_Given data_
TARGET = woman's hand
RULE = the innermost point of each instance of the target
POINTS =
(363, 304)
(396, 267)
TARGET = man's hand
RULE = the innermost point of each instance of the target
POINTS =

_Task requirements_
Can you rewrite the lines above with "innermost point" replaced by "central point" and everything else left as it is?

_Exercise answer_
TARGET = woman's hand
RULE = the central point of each instance of the target
POINTS =
(363, 304)
(396, 267)
TARGET = man's hand
RULE = the central point of each instance of the target
POINTS =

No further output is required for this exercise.